Text =>
%%

Neues Arbeiten und Wirtschaften als Ziel
Haben wir also nur die Wahl zwischen den gesellschaftlichen und wirtschaftlichen Systemen Chinas und Amerikas oder gelingt es uns im Nachhall dieser Krise, unsere soziale Marktwirtschaft zu modernisieren, ein neues Arbeiten und Lernen, ein neues Wirtschaften zu entwickeln und Formen zivilgesellschaftlicher Lösungen zu finden, die es uns ermöglichen, mit der Geschwindigkeit der Digitalmächte USA und China standzuhalten? Und das alles, ohne unsere Werte von Demokratie und Freiheit in den Wind zu schreiben?
Die letzten Wochen haben machtvoll demonstriert, wie schwer sich Wirtschaft und Verwaltung mit modernen Arbeitsformen tun. Viele Unternehmen sind nicht in der Lage, Mitarbeiter*innen in Wissens- und Verwaltungstätigkeiten ins Home-Office zu entsenden, weil dazu die technischen Voraussetzungen fehlen. Und dort, wo es gelingt, herrscht vielerorts noch die alte Denke von achtstündigen Anwesenheitspflichten. Schulen, Ausbildungszentren und Universitäten erkennen erst jetzt, was Tele-Bildung zu tun vermag, aber sind nun gezwungen, Hausaufgaben per Email zu formulieren, weil sie in den letzten zwei Jahrzehnten Modernisierungsmaßnahmen der Bildung vernachlässigt haben. Ich bin fest davon überzeugt, dass die jetzige Krise einen Innovationsschub mit sich bringen wird, wenn Manger*innen von Unternehmen und Leiter*innen von Bildungseinrichtungen erkennen, dass ihre Mitarbeiter*innen von zu Hause effizient arbeiten und Schüler*innen weiter lernen – oftmals mit besseren Ergebnissen als zuvor. Ich halte es für unabdingbar, dass die jetzige wirtschaftliche Krise in einigen Industrien zu revolutionären Umbrüchen führen muss.

%%

Aufgabe =>
Setze bitte den Text über neues Arbeiten und Wirtschaften im Anschluss an seinen letzten Satz fort. Die Liste ist eigenständiges Material und gehört nicht zum Text über neues Arbeiten und Wirtschaften.

Bereitgestellte Angaben =>
%%

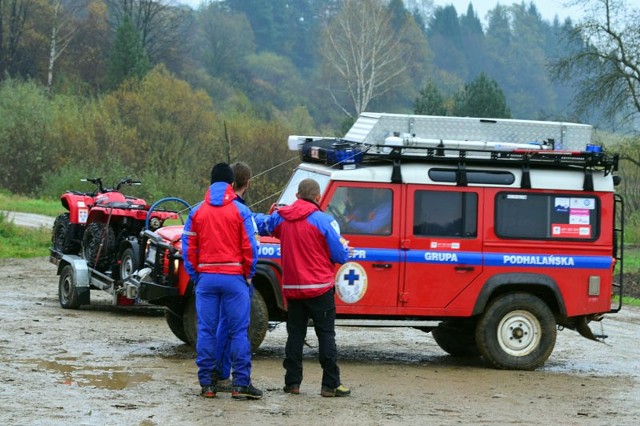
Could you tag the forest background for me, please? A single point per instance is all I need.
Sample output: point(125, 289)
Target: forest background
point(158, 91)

%%
%%

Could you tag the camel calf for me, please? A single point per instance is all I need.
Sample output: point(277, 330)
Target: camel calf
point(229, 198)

%%
%%

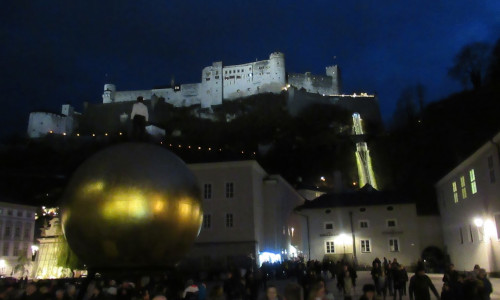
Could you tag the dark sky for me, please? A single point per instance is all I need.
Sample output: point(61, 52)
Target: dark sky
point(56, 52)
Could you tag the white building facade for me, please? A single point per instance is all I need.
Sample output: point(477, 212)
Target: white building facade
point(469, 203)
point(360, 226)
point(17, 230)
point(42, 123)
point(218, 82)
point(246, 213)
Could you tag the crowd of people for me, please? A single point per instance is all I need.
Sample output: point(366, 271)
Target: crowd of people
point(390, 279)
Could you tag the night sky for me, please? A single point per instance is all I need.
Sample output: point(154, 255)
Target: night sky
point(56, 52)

%%

Ergebnis =>
Hoffnung auf innovatives Denken und Tun
Was mir jedoch Hoffnung macht, ist die hohe Bereitschaft in der Bevölkerung, durch soziale Innovation neue Formen zivilgesellschaftlicher Lösungen zu finden. An vielen Ecken und Enden sprießen Initiativen, die sich Plattformen und digitale Technologien zu eigen machen, um Hilfe und Unterstützung zu vermitteln. So wie etwa für Landwirte, denen die Erntehelfer bei der Ernte fehlen, ältere und damit gefährdete Menschen, die beim Einkauf unterstützt werden, Eltern und Lehrer die betreffend Bildungs- und Betreuungsangebote entlasten helfen. Das Internet hilft uns auf diese Weise, in Zeiten sozialer Isolation, virtuell und dadurch auch real enger zusammenzurücken. Weil wir plötzlich überzeugt sind, dass durch solche Initiativen neue Formen von Entscheidungsfindung und Handlungsfähigkeit zwischen Politik, Wirtschaft und Zivilgesellschaft erprobt werden können und sich letztendlich durchsetzen werden.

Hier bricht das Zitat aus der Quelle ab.